Religion, islam in particular, is only pernicious brainwashing.
There is no afterlife. There is only this life. Don't waste it.
>
Jeroen Belleman
Learn how to do soul travel. It is the most important thing to
do this lifetime. It will give you absolute proof there is life
past this one,
and that you are immortal.
I don't know what soul travel is, but I'm sure there is no
afterlife, just as there was no forelife. There is no soul. My
existence is the result of an uninterrupted sequence of
incredibly improbable events, going back billions of years into
the past, and I will cease to exist,
never to come back,
when some essential part of my body fails.
>
While I'm certainly not looking forward to dying, I'm not afraid
of being dead. The need to believe in an afterlife is just
another of those weird religious ideas.
>
Jeroen Belleman
Well, I'm not religious at all but am convinced there's an
after-life. And that's not just so I can feel all warm and fuzzy.

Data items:
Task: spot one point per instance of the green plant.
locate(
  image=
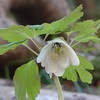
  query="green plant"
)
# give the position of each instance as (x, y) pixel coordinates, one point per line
(26, 78)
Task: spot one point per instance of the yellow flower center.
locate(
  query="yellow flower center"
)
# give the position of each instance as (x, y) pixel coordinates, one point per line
(56, 49)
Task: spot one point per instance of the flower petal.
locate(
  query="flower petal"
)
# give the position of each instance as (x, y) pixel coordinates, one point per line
(52, 66)
(42, 56)
(74, 60)
(63, 60)
(60, 71)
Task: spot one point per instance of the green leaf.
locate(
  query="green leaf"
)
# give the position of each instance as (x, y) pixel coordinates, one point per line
(59, 26)
(97, 24)
(84, 75)
(27, 81)
(87, 65)
(10, 46)
(72, 71)
(70, 74)
(16, 33)
(85, 27)
(86, 31)
(84, 38)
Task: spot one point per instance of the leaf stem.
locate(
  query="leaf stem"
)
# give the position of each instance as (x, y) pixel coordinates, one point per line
(33, 42)
(31, 49)
(58, 86)
(75, 44)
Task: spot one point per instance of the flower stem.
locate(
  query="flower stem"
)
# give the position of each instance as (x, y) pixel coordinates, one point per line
(58, 86)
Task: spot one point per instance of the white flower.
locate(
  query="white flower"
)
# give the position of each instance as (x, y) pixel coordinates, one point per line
(56, 56)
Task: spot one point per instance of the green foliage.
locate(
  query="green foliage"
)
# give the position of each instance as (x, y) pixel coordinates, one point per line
(26, 80)
(86, 31)
(10, 46)
(16, 33)
(61, 25)
(26, 77)
(72, 71)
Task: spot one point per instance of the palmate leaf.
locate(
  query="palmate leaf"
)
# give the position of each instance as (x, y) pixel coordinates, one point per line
(72, 72)
(10, 46)
(16, 33)
(86, 31)
(61, 25)
(19, 33)
(27, 81)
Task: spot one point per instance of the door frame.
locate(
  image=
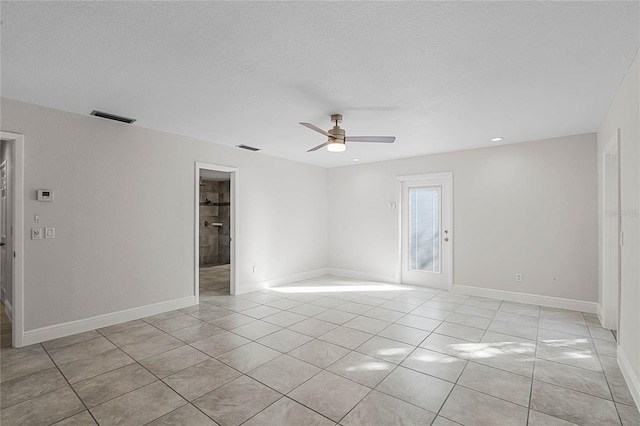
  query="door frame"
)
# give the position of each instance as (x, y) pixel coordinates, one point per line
(449, 250)
(17, 184)
(611, 292)
(234, 185)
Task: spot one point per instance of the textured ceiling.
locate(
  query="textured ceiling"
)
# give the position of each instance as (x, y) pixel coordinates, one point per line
(441, 76)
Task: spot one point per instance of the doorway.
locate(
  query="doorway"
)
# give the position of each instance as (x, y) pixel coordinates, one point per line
(11, 238)
(426, 243)
(216, 210)
(611, 224)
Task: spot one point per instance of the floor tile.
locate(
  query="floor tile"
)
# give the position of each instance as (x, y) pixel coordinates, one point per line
(255, 330)
(90, 367)
(335, 317)
(537, 418)
(284, 373)
(308, 310)
(319, 353)
(113, 384)
(261, 311)
(469, 407)
(563, 355)
(196, 332)
(185, 415)
(629, 415)
(572, 406)
(501, 384)
(43, 410)
(284, 319)
(286, 412)
(237, 401)
(313, 327)
(329, 395)
(138, 407)
(435, 364)
(437, 314)
(449, 345)
(404, 334)
(366, 370)
(386, 349)
(469, 320)
(575, 378)
(247, 357)
(284, 340)
(416, 321)
(231, 321)
(220, 343)
(513, 329)
(152, 346)
(380, 409)
(170, 362)
(200, 379)
(416, 388)
(471, 334)
(346, 337)
(30, 386)
(80, 419)
(70, 340)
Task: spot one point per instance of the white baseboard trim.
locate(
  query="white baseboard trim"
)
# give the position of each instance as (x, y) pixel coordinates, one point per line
(43, 334)
(280, 281)
(629, 375)
(359, 275)
(532, 299)
(8, 309)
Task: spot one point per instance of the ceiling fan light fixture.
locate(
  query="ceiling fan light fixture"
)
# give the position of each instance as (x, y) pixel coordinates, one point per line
(336, 146)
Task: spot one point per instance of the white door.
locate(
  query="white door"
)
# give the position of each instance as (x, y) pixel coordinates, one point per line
(426, 230)
(611, 235)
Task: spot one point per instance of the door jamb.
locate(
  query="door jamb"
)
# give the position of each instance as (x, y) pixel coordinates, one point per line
(426, 176)
(233, 228)
(18, 236)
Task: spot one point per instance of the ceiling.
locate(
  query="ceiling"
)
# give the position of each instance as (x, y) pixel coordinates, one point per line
(441, 76)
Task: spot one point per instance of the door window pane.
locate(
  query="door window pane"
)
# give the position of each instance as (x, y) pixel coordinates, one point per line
(424, 229)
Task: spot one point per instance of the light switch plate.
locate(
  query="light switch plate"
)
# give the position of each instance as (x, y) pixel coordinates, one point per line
(36, 233)
(49, 233)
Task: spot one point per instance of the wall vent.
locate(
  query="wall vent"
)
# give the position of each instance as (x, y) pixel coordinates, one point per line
(112, 117)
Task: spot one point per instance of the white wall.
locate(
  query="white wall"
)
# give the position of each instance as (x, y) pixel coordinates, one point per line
(529, 208)
(124, 214)
(624, 114)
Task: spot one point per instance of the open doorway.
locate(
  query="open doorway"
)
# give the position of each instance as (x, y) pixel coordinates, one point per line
(215, 227)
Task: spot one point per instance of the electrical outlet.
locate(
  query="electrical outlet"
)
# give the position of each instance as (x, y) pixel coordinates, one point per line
(36, 233)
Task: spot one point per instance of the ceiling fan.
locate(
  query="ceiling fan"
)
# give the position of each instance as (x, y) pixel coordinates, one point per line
(338, 138)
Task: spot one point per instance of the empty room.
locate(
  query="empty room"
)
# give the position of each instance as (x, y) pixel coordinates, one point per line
(320, 213)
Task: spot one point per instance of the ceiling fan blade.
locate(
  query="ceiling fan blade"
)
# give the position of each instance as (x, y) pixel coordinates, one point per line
(315, 148)
(376, 139)
(317, 129)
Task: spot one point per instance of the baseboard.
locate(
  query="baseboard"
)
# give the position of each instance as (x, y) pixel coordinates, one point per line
(282, 280)
(359, 275)
(8, 309)
(629, 374)
(43, 334)
(532, 299)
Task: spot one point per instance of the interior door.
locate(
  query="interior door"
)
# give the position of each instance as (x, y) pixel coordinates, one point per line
(426, 232)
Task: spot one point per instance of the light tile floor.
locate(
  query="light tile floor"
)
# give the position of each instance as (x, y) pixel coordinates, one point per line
(323, 352)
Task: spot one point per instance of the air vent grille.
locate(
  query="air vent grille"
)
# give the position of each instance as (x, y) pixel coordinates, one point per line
(114, 117)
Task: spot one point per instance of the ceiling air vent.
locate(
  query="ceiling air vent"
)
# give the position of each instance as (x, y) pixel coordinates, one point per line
(112, 117)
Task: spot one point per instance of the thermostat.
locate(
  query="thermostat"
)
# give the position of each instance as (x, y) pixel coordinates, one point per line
(45, 195)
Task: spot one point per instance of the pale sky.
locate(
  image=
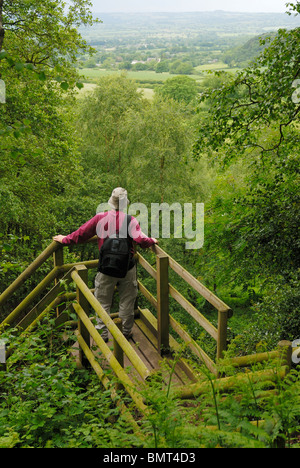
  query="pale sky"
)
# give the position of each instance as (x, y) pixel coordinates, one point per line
(102, 6)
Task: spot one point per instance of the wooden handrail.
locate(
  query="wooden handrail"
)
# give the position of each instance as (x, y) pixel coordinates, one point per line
(192, 281)
(127, 348)
(29, 271)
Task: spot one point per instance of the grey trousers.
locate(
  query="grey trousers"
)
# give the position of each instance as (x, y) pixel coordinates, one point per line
(104, 291)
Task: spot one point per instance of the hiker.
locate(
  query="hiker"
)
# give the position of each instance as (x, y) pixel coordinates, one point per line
(109, 226)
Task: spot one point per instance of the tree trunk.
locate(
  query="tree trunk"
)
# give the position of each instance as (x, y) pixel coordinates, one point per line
(2, 31)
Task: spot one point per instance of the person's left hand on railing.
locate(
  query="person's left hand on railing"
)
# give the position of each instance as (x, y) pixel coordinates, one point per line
(59, 238)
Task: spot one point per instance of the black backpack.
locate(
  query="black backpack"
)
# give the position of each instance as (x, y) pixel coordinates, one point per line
(116, 257)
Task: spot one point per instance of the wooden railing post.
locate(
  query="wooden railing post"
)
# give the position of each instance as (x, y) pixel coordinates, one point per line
(118, 351)
(222, 333)
(58, 261)
(2, 356)
(163, 321)
(83, 302)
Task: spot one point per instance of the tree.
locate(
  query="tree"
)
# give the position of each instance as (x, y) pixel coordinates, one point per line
(255, 117)
(103, 130)
(180, 88)
(39, 161)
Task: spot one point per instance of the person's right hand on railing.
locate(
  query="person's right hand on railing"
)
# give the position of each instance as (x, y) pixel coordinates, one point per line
(59, 238)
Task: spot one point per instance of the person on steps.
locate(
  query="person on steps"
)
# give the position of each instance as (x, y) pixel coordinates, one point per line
(109, 225)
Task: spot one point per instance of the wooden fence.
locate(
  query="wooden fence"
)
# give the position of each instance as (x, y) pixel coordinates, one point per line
(25, 318)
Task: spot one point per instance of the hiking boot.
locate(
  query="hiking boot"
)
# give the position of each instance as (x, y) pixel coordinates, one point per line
(128, 336)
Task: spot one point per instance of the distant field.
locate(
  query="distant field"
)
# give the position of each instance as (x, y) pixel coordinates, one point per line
(93, 74)
(96, 73)
(90, 87)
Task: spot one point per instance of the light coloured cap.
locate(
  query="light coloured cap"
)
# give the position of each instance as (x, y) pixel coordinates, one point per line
(118, 199)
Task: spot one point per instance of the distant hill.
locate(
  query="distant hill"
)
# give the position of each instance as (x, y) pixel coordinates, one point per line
(218, 22)
(241, 56)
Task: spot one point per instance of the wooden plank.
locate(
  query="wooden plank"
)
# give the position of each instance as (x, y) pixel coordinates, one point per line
(148, 324)
(143, 262)
(194, 312)
(178, 377)
(192, 281)
(163, 322)
(29, 271)
(147, 294)
(195, 348)
(138, 364)
(41, 306)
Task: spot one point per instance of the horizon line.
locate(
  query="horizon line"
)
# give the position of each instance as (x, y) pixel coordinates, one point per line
(193, 11)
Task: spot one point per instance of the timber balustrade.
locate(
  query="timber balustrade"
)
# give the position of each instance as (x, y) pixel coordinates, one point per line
(25, 318)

TRY IT:
In the exchange about the afterlife, what does one participant say will give absolute proof that there is life past this one?

RESPONSE TO THIS EXERCISE:
Learning how to do soul travel.